エリザ見てきたよぉおおおライビュで!!!

ライビュすら(抽選申し込みを忘れた&バタバタしてて一般発売も出遅れたのもあり)チケットが完売御礼祭りで…どうにかお譲りいただいて見ることが出来ました。ありがとうございます。

 

エリザ。好きです。何で好きかわからない。

共感できるキャラがいます!!って訳ではないので。でも何かあの物語の、帝国の崩壊というダイナミズムと私小説的な個人の感情の混ざった構成と物語と、トート閣下が好きなのかも知れません。

 

一番はじめに見たのが、2012年帝劇の瀬奈シシィ&マテトート。帝劇で見てから梅芸まで追いかけました(すうねるところの公演と日程が被っていた)

そこからさかのぼって、宝塚のDVDを見たり。公演を見に行ったり。

だからはじめの頃は、宝塚版の、トートにガッツリ人格があって、愛と死を巡る二人の物語が展開しているのに若干ビックリしました。何これ、ちょ、可愛い!!!! ルキーニも割とシシィが好きな感じで(これは特に、フィナーレで「俺だけが知っている エリザベートの愛の真実!」と元気に歌い上げるのが大きい。本編のキッチュにも歌詞としてはあるけど) こういうルキーニを推しにもやって欲しい。フィナーレで軍服着て(無理)

 

そんな昔話を挟んで、今回のエリザベート

同じ曲、同じストーリー、でもここまで解釈の表現がかわるもんだな?!となりました。

 

生きるシシィ、死たるトート

今回メインビジュアルからして、シシィとトートのニコイチ感が強かったのですが、本編もそういう感じがひしひしと伝わって…。

 

愛、と言うよりも、別たれた魂の双子、本来は寄り添い合うべき存在、みたいな感じが強いので、甘くないレベルでお互いに引き寄せ合ってる感じがしました。

 

でもどういう芝居でそう感じたのかがわからない~!!

何だろう、甘い愛をささやくというより、お前は俺の傍にいて当然、ぐらいの振る舞いをたまきさんのトート閣下がしていたのかもしれない。

「私が踊る時」とか、お互いにぐいぐいバチバチバトルしている感じがあった。くっつこうとしてもくっつけない磁石みたいな激しさ。

 

シシィ=トートで、生と死の裏表、鏡あわせ。その為、シシィの思いがトートの思いでもあり、またその行い自体もイコールで繋がる。

 

宝塚版で、トートがハンガリー独立運動活動に混ざったり、ミルクでアジテーションしているのが、これまでヤンデレ感があって最高に好きだったんです。シシィを手に入れるために崩壊を早める、みたいな印象で。

でも今回は、シシィ=トートという図式が立っている為、「シシィが世界を崩壊させている」という印象がすごい強くて! エッこの話怖い話だな?!と。

■ ■ ■

設問内容 –
掲載文について、次の問いに答えよ。
1. 筆者が最初に見た公演は何年の、どの劇場の公演か。
2. 今回の観劇のチケットを、筆者はどのようにして手に入れたか。
3. 「私が踊る時」の激しさは、何にたとえられているか。
エントリーは掲載文とは別の出典から集めたものである。

抽出資料 –
■ ■ ■

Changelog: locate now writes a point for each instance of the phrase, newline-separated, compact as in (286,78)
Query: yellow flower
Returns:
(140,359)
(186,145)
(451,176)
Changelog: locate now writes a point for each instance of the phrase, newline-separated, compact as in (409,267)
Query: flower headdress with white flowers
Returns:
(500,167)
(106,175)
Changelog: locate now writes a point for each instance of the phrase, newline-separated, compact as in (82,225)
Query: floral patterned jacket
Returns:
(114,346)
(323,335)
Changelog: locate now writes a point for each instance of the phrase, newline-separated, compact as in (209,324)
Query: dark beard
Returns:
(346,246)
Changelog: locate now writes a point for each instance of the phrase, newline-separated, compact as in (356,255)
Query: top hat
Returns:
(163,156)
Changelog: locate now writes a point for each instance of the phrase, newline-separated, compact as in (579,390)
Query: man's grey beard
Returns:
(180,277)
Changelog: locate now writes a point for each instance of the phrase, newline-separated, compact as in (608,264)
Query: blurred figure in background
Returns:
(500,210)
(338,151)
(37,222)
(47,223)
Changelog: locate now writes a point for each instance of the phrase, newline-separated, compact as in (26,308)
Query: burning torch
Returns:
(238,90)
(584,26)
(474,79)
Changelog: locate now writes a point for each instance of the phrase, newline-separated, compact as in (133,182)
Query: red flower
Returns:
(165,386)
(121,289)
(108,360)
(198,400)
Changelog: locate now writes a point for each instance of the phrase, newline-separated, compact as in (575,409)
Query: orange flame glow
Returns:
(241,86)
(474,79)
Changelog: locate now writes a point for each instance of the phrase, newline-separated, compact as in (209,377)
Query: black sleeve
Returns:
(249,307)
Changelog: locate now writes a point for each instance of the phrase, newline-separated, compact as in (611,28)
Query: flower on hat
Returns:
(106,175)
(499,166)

■ ■ ■

記述回答 –
1. 2012年の帝劇の公演
2. どうにか人に譲ってもらった
3. くっつこうとしてもくっつけない磁石